>> BEGIN

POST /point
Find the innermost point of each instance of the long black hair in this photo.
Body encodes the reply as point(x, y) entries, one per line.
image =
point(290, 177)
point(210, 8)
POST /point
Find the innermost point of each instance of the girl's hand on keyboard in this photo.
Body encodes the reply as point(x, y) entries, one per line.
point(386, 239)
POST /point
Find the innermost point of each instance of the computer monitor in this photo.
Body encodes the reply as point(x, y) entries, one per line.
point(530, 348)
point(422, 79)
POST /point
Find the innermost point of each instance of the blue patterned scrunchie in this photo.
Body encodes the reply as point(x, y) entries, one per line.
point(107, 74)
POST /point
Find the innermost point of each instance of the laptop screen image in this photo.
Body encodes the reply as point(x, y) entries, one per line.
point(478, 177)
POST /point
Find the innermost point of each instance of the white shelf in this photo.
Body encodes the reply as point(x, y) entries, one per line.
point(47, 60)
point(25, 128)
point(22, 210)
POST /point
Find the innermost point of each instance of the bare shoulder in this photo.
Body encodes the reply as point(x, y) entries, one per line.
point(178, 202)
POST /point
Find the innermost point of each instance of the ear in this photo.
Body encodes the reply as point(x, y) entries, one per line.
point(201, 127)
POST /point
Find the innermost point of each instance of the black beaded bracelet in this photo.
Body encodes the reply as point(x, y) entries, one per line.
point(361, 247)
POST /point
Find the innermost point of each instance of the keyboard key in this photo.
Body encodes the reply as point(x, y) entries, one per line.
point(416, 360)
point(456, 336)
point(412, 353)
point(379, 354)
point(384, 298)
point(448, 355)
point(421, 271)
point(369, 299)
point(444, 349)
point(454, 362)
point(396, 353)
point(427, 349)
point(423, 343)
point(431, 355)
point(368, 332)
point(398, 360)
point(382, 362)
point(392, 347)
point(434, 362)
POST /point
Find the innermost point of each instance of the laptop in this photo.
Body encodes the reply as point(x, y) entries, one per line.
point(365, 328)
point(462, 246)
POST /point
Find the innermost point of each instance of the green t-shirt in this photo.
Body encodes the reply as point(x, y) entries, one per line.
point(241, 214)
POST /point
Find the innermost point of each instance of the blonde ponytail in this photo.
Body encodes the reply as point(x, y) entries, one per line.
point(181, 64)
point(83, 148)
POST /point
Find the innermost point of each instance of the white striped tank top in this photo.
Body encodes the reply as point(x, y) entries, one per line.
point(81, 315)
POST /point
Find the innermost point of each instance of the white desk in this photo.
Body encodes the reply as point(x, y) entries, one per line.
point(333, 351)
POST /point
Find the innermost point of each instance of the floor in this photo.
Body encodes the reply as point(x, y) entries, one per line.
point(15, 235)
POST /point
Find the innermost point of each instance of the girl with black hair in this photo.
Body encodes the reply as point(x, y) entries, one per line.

>> END

Problem requirements
Reproduce the material above, every line of it, exactly.

Response to this exercise
POST /point
Find the innermost point of each instance of the long black hair in this photo.
Body encodes the reply as point(x, y) entries, one per line.
image =
point(290, 177)
point(210, 8)
POST /point
Find the innermost point of each instance of the girl's hand on keyboard in this photo.
Body encodes the reply as point(x, y) entries, one per line.
point(386, 239)
POST /point
Find the innermost point of each instance of the computer monitor in this photo.
Body encodes the reply as point(x, y) entries, one per line.
point(530, 348)
point(422, 79)
POST /point
Find the innermost point of each instance of the blue patterned scrunchie in this photo.
Body encodes the reply as point(x, y) entries, one per line.
point(107, 74)
POST /point
Find the innermost point of each instance of the laptop screen image in this photo.
Body encodes the reply as point(x, y) entries, one per line.
point(478, 177)
POST /point
Find the innermost point of each instance of the white shelf in this photo.
Body encodes the reply as point(x, y) entries, one per line.
point(47, 60)
point(25, 128)
point(22, 210)
POST /point
Find the innermost point of each instance of the bare shoulder in this photo.
Body encodes the reply as point(x, y) entries, one per line.
point(178, 202)
POST /point
Find the innermost point of each instance of the ear in this photo.
Body encodes the reply as point(x, y) entries, one per line.
point(201, 127)
POST /point
Find the innermost point of each instance of the black beaded bracelet in this photo.
Body encodes the reply as point(x, y) entries, one per line.
point(361, 247)
POST /point
Find the innermost point of each instance of the keyboard key in this photo.
Body encodes the reply as point(x, y) entries, one per line.
point(416, 360)
point(456, 336)
point(412, 353)
point(379, 354)
point(384, 298)
point(448, 355)
point(421, 271)
point(369, 299)
point(444, 349)
point(454, 362)
point(396, 353)
point(427, 349)
point(423, 343)
point(431, 355)
point(368, 332)
point(398, 360)
point(382, 362)
point(392, 347)
point(434, 362)
POST /point
Find the innermost point of each instance of the laptop in this photo.
Body encodes the reply as point(x, y) entries, one per line.
point(365, 328)
point(462, 246)
POST /point
Find the innermost point of each instance of the green t-shirt in this photo.
Body encodes the reply as point(x, y) entries, one per line.
point(241, 214)
POST /point
Find the innermost point of each instance of the blonde ponytail in this photo.
Body encodes the reply as point(x, y) entries, one per line.
point(181, 64)
point(83, 148)
POST /point
Find the innermost point of each instance of the white striped tank top in this photo.
Body encodes the reply as point(x, y) entries, one per line.
point(81, 315)
POST /point
Find the innermost point of each instance of the white desk in this photo.
Body encodes the reply as point(x, y) entries, one per line.
point(333, 351)
POST /point
Find the innermost point of each instance of the floor in this photo.
Body encodes the reply as point(x, y) entries, one per line.
point(15, 235)
POST /point
Find the innermost point of each instance of the girl with black hair in this photo.
Body encodes the reply as point(x, y) entries, one per line.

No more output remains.